§ LO QUE SE PIDE
Contesta con datos del texto citado:
1. ¿Quién fue el primer desaparecido de la dictadura franquista identificado en España por una prueba genética?
2. ¿Desde qué año están enterrados juntos los abuelos?
3. ¿Qué guarda el disco duro que se menciona?

§ TEXTO CITADO
>>

Escribirla ha sido una liberación que vino acompañada por el encuentro del lugar donde los asesinos escondieron el cadáver de mi abuelo, Emilio Silva Faba, que ha sido el primer desaparecido de la dictadura franquista identificado en España por una prueba genética. Desde el año 2003, mis abuelos están enterrados juntos y todo ese proceso que nació de la necesidad de contar su historia ha sido muy reparador y lo fue para sus seis hijos que vivían entonces. Hoy no vive ninguno. En mi caso tengo un disco duro lleno de escritos que nunca habían llegado a una imprenta. En una primera fase la escritura es un diálogo conmigo mismo. Publicarla ha sido un paso difícil porque es permitir a otras personas participar en esa conversación. Cuando has sido educado para el silencio, para que no se sepa de dónde viene tu familia y para «que no te signifiques» romper ese muro es difícil, pero a la vez es una necesidad porque expresar también significa dejar de estar preso.
Cuando oye que ciertos políticos reivindican a Franco o que ejecutan acciones contrarias al derecho actual, ¿qué siente?

<<

§ FILAS DE DATOS
>>

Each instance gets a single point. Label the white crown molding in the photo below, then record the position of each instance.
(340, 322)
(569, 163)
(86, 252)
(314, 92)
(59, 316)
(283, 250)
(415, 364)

<<

§ RESULTADO FINAL
1. Emilio Silva Faba, el abuelo de quien escribe.
2. Desde el año 2003.
3. Escritos que nunca habían llegado a una imprenta.